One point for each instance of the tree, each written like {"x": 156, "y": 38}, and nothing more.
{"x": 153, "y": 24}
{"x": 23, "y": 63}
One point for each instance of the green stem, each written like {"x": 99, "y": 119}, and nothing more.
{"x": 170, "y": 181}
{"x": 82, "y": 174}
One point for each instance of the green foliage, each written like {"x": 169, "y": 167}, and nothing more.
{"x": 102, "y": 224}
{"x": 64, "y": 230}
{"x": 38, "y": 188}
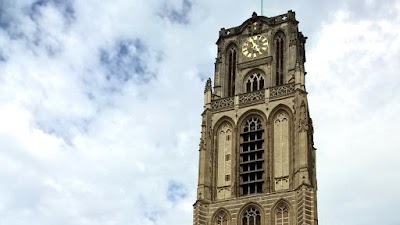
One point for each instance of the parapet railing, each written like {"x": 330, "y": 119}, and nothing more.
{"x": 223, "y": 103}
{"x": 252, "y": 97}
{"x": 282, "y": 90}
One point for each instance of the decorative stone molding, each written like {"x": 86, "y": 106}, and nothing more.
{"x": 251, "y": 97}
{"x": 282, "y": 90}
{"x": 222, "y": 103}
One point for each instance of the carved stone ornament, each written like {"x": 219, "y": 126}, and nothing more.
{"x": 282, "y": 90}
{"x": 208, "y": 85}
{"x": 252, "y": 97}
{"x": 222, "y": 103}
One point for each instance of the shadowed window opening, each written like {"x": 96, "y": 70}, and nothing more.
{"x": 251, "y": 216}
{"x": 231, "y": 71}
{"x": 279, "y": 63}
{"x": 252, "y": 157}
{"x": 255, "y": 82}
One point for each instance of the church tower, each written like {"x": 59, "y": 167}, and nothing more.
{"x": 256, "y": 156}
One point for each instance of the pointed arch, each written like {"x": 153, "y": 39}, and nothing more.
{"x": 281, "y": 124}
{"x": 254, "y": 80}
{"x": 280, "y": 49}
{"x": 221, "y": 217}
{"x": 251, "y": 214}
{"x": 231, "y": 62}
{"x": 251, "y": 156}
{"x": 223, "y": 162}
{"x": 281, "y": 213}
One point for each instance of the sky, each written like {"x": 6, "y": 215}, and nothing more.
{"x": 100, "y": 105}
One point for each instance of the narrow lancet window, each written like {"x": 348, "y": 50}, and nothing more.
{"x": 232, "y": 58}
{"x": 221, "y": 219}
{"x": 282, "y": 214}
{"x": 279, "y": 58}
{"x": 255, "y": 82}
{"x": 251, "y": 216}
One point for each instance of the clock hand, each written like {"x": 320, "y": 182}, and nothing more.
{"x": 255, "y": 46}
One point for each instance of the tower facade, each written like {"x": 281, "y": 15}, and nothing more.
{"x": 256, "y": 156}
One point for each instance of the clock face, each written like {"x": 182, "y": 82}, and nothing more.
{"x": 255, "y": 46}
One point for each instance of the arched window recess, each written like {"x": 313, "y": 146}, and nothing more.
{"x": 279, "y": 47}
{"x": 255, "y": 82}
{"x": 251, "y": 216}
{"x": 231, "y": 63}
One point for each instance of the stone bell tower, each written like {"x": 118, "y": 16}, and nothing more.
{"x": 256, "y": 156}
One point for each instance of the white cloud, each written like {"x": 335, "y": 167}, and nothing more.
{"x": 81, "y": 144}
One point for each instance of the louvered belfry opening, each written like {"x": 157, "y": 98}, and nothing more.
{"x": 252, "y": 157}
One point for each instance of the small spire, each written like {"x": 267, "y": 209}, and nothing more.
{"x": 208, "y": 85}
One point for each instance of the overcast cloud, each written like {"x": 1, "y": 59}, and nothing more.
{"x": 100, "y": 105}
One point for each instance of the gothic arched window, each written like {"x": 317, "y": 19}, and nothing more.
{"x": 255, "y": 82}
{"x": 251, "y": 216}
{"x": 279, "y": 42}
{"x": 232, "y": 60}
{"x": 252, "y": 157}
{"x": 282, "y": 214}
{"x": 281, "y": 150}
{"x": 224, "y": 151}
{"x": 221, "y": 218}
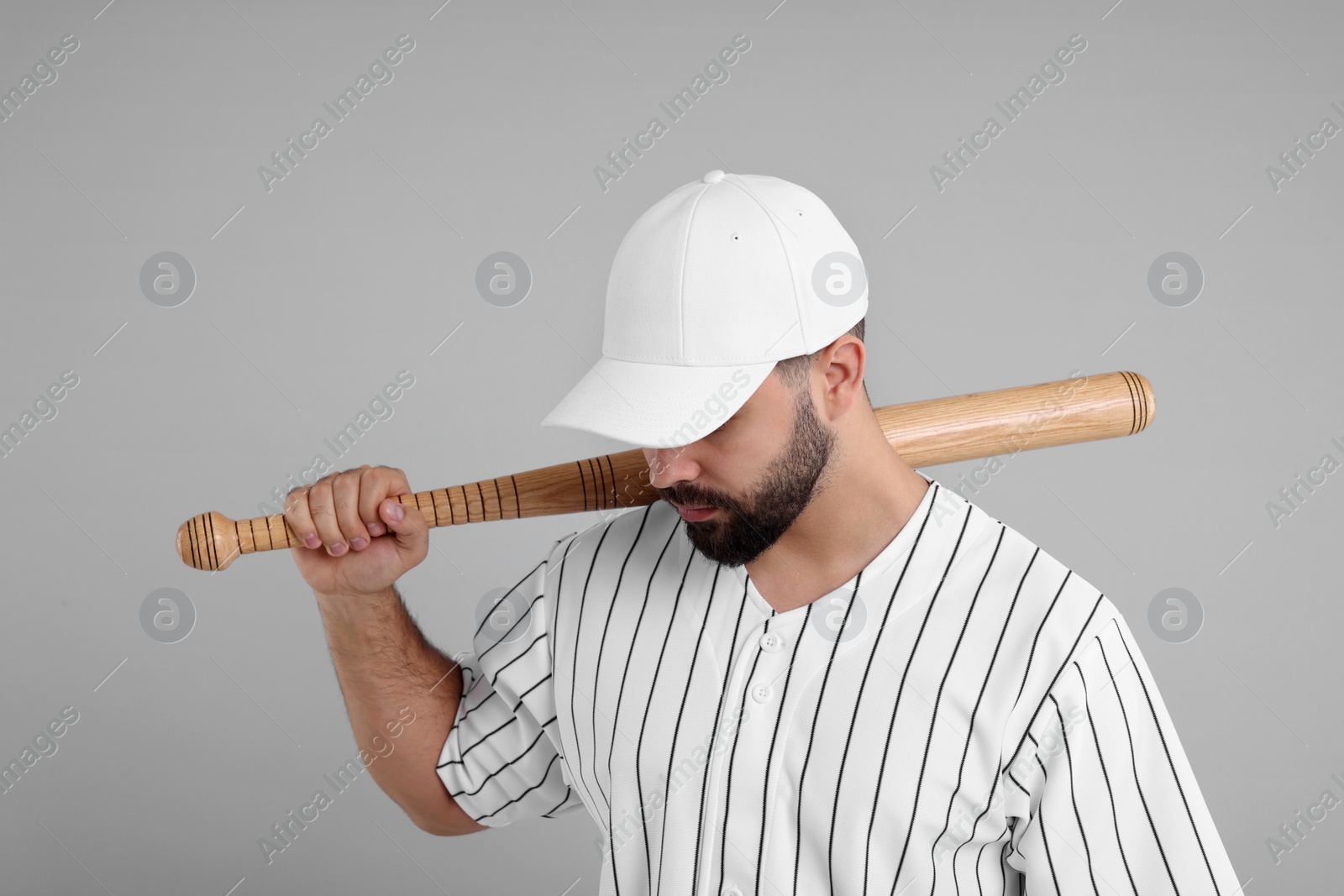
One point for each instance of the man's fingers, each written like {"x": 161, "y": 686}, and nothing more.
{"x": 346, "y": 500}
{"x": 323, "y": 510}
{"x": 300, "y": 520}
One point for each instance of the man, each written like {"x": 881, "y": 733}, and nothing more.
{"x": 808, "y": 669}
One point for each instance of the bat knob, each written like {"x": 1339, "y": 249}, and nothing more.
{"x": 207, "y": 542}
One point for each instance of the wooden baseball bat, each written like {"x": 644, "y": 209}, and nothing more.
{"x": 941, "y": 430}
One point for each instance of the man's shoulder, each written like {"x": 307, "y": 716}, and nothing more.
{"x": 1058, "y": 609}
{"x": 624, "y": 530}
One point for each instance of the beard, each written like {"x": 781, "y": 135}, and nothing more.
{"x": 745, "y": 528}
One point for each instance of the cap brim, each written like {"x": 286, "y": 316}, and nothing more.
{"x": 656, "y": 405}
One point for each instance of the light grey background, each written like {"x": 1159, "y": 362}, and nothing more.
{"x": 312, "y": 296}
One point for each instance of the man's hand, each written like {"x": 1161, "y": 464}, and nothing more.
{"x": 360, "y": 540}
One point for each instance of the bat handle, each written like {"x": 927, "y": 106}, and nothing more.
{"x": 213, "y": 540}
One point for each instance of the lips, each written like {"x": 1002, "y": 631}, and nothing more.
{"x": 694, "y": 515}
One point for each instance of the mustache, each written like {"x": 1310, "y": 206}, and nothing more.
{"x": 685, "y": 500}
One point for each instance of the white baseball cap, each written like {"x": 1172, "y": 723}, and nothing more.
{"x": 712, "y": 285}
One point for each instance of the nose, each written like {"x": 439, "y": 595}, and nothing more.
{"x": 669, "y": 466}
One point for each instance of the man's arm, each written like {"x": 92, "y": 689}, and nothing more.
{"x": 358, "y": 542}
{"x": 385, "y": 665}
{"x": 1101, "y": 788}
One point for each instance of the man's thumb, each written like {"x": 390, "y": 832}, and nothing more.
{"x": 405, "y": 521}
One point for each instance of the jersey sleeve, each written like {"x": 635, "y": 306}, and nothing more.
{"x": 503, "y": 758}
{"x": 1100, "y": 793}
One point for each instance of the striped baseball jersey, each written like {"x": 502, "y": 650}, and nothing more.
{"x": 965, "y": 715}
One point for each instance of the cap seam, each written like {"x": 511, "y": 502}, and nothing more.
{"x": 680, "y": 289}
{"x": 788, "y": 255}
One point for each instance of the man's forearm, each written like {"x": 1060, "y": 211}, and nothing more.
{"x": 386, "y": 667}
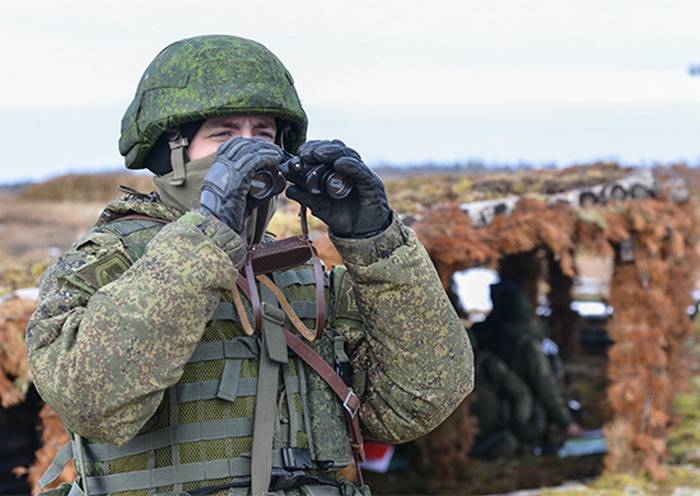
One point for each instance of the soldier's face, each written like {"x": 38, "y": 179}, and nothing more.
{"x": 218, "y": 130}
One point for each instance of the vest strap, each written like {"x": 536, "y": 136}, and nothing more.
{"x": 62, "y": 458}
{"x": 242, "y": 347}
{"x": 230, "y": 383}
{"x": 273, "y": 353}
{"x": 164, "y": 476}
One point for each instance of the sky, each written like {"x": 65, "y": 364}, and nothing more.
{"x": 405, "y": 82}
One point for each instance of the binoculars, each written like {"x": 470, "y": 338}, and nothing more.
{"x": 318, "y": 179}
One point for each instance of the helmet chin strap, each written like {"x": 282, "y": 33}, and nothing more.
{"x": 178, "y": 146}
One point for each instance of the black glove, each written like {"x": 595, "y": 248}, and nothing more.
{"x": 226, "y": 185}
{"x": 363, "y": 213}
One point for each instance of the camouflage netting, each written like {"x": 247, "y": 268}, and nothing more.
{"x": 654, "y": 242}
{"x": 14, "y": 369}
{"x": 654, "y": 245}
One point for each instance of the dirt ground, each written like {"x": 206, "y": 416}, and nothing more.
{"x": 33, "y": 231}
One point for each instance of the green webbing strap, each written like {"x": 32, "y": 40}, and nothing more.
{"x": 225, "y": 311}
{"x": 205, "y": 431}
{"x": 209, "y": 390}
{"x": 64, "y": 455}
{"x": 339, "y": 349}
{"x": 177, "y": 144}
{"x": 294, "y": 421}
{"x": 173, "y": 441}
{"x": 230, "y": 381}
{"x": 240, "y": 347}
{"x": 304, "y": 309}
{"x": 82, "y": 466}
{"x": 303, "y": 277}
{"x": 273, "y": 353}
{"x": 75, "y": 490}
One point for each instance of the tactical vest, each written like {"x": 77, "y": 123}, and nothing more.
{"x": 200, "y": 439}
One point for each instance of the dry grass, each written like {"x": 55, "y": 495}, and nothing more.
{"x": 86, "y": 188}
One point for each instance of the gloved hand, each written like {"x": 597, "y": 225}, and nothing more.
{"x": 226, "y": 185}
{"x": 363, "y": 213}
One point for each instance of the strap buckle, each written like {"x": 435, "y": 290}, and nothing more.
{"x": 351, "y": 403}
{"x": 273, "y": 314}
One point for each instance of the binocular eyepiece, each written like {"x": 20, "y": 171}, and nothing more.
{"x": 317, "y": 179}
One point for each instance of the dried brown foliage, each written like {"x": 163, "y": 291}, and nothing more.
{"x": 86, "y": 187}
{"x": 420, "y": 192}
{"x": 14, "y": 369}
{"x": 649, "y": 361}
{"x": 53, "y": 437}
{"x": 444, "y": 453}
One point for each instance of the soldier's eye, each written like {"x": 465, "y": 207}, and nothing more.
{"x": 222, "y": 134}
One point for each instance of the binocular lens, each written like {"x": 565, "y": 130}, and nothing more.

Given instruction: Set out exactly the run of lines that begins at the line holding "One point for each instance of the binocular eyepiece, each" and ends at the last line of the data.

Response below:
One point for each instance of the binocular eyepiece, each written like {"x": 20, "y": 171}, and nothing more.
{"x": 317, "y": 179}
One point for each instance of the dried brown foliage, each written like {"x": 163, "y": 291}, and nothing more.
{"x": 86, "y": 187}
{"x": 420, "y": 192}
{"x": 14, "y": 369}
{"x": 649, "y": 361}
{"x": 53, "y": 437}
{"x": 444, "y": 453}
One point for each instance of the soldier's eye, each written like {"x": 465, "y": 207}, and nothing more.
{"x": 222, "y": 134}
One point for each instance of the binocular lens, each written like {"x": 565, "y": 130}, and nothing more.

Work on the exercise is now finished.